* start MATERIAL *

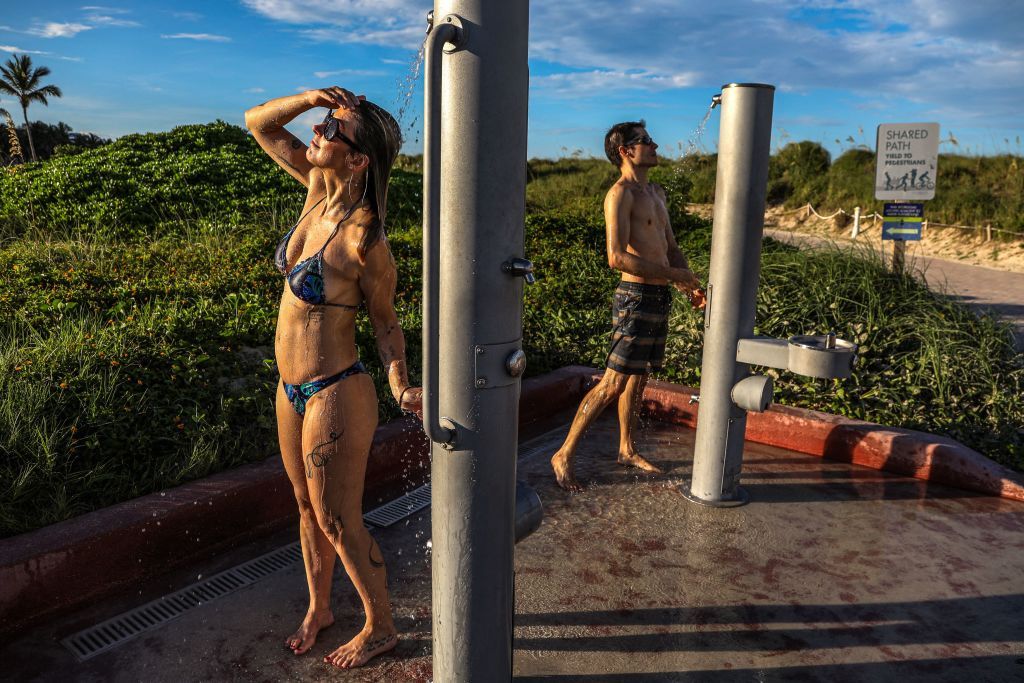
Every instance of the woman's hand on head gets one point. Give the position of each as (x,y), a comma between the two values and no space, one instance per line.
(412,400)
(334,97)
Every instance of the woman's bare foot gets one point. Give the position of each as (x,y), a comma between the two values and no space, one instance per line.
(562,466)
(633,459)
(363,648)
(300,641)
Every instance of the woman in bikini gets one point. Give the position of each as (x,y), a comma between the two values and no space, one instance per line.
(335,259)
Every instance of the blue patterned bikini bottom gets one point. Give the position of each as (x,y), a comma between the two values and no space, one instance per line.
(300,393)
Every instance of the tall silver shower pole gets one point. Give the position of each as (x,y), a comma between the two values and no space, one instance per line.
(474,207)
(743,147)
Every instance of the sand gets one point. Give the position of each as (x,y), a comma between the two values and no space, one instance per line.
(953,244)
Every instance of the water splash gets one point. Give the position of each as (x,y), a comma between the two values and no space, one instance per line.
(407,88)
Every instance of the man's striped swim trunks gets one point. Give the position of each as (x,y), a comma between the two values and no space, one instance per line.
(640,326)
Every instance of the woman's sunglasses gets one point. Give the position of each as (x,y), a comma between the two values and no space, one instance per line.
(332,129)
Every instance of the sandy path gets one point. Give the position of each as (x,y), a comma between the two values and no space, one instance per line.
(985,275)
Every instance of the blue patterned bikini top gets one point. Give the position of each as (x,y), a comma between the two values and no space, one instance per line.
(306,279)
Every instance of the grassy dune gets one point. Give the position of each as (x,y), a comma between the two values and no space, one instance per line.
(138,304)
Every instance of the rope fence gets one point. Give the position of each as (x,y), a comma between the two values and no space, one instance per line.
(809,210)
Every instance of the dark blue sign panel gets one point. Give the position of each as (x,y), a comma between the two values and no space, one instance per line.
(902,221)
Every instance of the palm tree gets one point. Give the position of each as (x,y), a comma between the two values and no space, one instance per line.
(17,78)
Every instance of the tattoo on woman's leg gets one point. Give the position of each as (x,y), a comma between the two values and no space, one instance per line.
(374,562)
(318,458)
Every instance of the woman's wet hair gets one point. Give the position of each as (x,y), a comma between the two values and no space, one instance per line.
(380,137)
(616,136)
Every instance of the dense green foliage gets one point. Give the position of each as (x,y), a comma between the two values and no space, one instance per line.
(50,139)
(137,350)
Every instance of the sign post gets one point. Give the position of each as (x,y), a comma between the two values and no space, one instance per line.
(905,167)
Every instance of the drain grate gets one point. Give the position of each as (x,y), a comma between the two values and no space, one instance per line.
(108,635)
(114,632)
(399,508)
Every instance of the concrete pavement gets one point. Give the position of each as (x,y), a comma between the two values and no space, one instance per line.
(833,572)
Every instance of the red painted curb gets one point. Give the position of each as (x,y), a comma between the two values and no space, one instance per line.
(905,452)
(65,565)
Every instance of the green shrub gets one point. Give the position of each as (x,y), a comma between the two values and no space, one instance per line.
(139,355)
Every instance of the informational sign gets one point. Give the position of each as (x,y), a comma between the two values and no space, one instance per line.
(902,221)
(906,156)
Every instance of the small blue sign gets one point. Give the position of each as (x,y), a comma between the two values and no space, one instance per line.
(902,221)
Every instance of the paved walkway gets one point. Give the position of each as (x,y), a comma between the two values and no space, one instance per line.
(983,289)
(833,572)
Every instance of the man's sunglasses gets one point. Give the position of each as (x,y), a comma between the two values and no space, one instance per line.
(642,139)
(332,129)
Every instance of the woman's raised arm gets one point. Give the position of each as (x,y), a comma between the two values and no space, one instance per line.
(266,122)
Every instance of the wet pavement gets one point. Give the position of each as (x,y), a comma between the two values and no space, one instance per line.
(832,572)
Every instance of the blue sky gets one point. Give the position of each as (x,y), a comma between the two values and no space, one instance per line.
(842,67)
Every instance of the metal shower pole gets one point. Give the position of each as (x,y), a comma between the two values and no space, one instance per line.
(474,207)
(743,148)
(728,390)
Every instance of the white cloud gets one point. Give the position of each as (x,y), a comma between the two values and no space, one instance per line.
(107,19)
(337,12)
(354,73)
(596,82)
(11,48)
(198,36)
(58,30)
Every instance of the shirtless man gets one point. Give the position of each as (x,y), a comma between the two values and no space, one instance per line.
(641,245)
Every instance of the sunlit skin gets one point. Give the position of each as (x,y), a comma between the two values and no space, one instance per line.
(325,452)
(642,247)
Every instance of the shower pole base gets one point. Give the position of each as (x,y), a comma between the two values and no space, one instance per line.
(739,498)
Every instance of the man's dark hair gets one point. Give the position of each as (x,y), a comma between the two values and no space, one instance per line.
(617,136)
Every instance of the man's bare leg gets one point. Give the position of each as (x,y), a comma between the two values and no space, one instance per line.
(598,398)
(629,414)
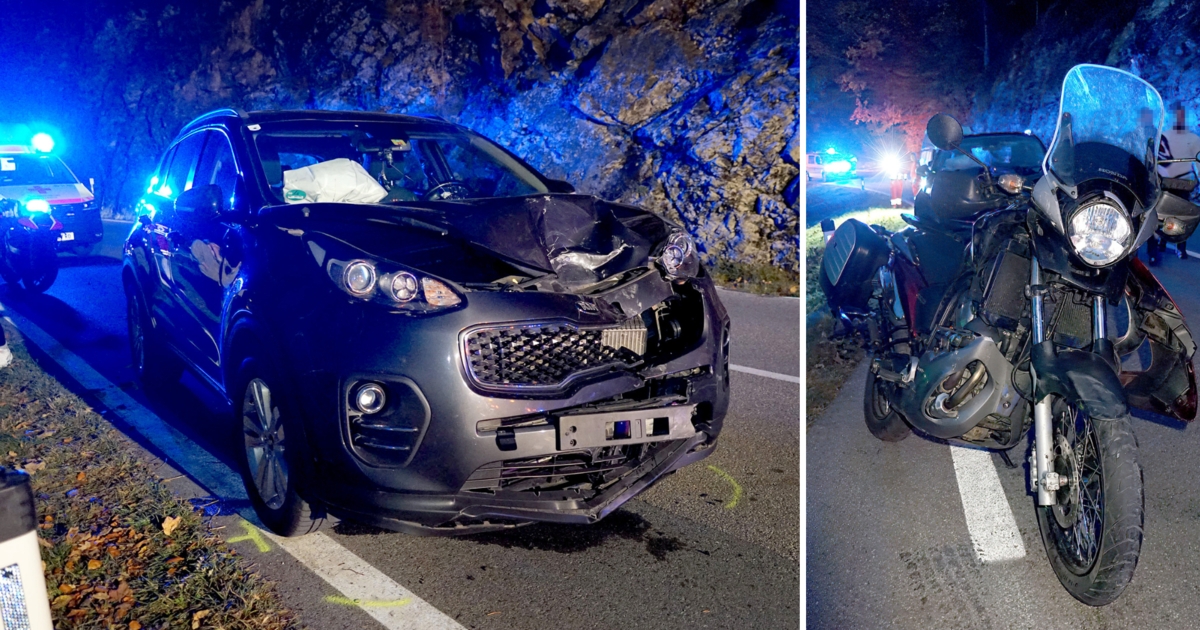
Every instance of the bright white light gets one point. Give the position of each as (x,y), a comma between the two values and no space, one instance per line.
(42,143)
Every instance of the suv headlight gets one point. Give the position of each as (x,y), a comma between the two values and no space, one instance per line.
(678,257)
(1101,232)
(393,286)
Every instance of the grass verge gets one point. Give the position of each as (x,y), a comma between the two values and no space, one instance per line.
(763,280)
(119,549)
(828,364)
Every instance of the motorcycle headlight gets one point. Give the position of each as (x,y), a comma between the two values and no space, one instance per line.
(1101,233)
(679,258)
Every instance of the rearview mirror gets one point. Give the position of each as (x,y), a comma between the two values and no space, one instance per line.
(202,203)
(945,132)
(557,185)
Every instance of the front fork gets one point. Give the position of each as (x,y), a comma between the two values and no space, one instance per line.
(1047,481)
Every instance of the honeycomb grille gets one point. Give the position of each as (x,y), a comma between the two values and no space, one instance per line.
(546,355)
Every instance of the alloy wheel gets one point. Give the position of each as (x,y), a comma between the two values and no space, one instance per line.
(264,443)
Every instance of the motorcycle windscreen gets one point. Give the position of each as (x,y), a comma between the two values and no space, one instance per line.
(1167,382)
(1109,127)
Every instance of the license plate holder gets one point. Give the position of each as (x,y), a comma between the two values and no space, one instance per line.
(616,429)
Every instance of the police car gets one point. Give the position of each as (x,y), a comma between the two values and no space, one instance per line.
(30,171)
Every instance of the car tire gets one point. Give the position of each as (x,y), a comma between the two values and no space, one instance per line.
(153,363)
(264,455)
(882,419)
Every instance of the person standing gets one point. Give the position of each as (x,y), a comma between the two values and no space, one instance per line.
(1176,144)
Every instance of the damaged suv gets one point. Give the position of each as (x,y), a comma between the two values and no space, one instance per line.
(415,329)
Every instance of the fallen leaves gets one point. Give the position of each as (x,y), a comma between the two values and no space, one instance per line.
(169,525)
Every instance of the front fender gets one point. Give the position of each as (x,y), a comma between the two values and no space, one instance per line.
(1078,375)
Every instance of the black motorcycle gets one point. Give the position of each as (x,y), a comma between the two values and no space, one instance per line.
(29,250)
(1006,305)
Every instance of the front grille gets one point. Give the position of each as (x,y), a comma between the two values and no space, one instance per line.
(549,355)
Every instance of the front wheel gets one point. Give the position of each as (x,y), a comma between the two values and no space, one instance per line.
(882,420)
(269,443)
(1093,534)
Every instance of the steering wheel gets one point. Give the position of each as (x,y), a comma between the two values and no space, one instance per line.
(449,190)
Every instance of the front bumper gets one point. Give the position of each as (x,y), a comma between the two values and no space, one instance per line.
(430,489)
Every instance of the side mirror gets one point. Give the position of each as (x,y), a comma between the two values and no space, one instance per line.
(557,185)
(203,203)
(945,132)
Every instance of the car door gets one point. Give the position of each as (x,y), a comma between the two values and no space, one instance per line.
(201,262)
(162,239)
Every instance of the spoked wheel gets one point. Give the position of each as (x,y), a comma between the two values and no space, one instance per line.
(1093,534)
(264,443)
(882,419)
(269,466)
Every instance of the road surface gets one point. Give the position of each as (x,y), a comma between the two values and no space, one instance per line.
(717,545)
(889,544)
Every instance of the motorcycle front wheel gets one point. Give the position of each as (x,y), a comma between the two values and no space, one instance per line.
(1093,534)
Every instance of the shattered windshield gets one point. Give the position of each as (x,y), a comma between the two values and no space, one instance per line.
(1109,124)
(357,162)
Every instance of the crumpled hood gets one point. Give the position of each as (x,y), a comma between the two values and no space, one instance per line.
(580,238)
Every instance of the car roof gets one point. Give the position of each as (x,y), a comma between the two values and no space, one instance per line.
(235,117)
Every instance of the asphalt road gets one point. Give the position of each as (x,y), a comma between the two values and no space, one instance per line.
(888,543)
(717,545)
(835,198)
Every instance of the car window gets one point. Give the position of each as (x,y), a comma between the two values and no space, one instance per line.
(217,166)
(33,169)
(408,162)
(180,167)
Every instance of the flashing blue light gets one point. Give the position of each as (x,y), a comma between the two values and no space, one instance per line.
(42,143)
(838,167)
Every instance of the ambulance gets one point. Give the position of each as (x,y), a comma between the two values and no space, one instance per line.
(30,171)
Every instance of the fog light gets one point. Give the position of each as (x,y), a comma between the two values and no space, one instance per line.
(370,397)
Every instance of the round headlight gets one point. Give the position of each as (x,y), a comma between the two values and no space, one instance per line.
(359,277)
(403,287)
(1101,233)
(370,397)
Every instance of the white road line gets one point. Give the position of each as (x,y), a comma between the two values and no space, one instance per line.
(990,519)
(777,376)
(351,575)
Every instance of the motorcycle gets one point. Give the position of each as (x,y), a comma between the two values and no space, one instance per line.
(1007,304)
(29,237)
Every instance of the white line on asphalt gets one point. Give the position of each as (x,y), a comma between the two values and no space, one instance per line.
(777,376)
(990,519)
(322,555)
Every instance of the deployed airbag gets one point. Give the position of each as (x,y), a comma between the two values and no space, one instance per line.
(334,181)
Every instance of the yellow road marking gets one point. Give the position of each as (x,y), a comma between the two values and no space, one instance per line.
(367,604)
(737,487)
(253,534)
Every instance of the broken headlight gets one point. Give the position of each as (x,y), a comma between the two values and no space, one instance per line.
(678,257)
(393,286)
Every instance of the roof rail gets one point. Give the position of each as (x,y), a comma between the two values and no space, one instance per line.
(216,113)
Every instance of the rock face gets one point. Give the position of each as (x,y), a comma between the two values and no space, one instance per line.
(685,107)
(1157,41)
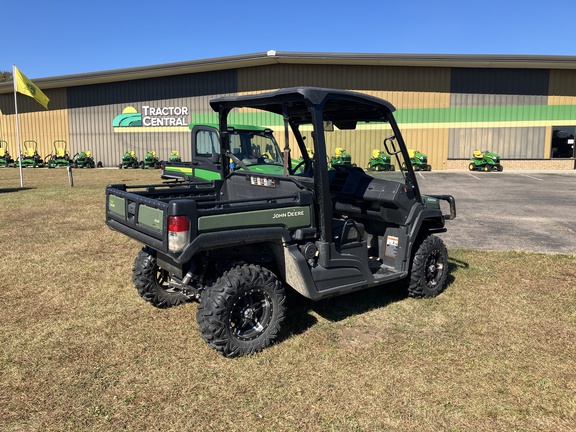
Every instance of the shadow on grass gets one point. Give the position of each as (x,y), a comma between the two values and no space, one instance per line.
(8,190)
(335,309)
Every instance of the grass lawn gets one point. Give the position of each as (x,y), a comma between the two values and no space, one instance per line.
(79,350)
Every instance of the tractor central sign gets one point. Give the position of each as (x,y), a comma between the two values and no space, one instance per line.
(164,116)
(153,117)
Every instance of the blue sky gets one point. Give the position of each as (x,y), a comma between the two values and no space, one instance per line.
(46,39)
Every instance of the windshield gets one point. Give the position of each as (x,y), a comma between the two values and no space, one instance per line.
(255,147)
(370,146)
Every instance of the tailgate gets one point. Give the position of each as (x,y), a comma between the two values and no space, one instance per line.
(141,218)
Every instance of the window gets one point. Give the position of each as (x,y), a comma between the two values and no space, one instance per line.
(563,142)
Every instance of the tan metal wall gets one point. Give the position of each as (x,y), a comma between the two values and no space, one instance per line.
(36,124)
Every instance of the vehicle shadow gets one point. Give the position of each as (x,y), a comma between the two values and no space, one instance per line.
(299,317)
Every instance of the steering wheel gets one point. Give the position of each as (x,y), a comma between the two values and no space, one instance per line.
(305,162)
(237,161)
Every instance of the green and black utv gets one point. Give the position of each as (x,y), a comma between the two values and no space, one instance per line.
(239,243)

* end MATERIAL *

## EXERCISE DETAILS
Everything from the line containing "Every instance of the roof" through the last line of the entries is to be output exactly as written, minus any pictures.

## SOLUTION BELOW
Every instance of the roof rail gets one point. Give the position of each as (x,y), a comma between the two values and no space, one instance per line.
(216,113)
Every instance of the rock face gets one point. Give the position of each as (x,y), a comma between the two values and no space, one instance per line.
(685,107)
(1157,41)
Every instance of the shadow on grass gets one point. Give the position of each as (x,y), a comma between the two values and no space, one instance per line.
(8,190)
(335,309)
Every instance of the grass lawn gets one point. Give the position of each as (x,y), a comma between the two values and no space, one instance per line.
(79,350)
Every instance of the tractor central sign gets one point. Give the position of each as (x,y), a comma between the two values and no space, one instance per line.
(164,116)
(153,117)
Every instance of the blue sky gets one point. Give the position of each as (x,y), a comma between the two values and no space, one instance per line.
(46,39)
Every instance of the windshield gets one point. Give the position of each as (x,y), a comma between the two values and no space, one instance per line.
(255,147)
(370,146)
Every instance of the tailgate gets one point. Give the position of each as (x,y), a comma between the two values and no space, one instance per line.
(141,218)
Every instance of the window gets one point. Give the position of each as (x,y), a comma between the two values and no space, one instance per line.
(563,142)
Every instance of the tan metal wall gets one point. Give the position of each as (x,y), a comma between the two values and no space, one instance per line.
(36,124)
Every instance of the vehicle shadow gets one point. Give the position of each as (x,y), a comma between the two values and no space, one instance per line.
(299,317)
Every instance of the steering wheel gets one point. Give the position of each as (x,y), a comma between the two values and no space, one instance per line.
(305,162)
(237,161)
Every instance of the green and black utv gets one point. Give the position of each as (x,y), a comma between the two values and no space, one instance per line.
(239,243)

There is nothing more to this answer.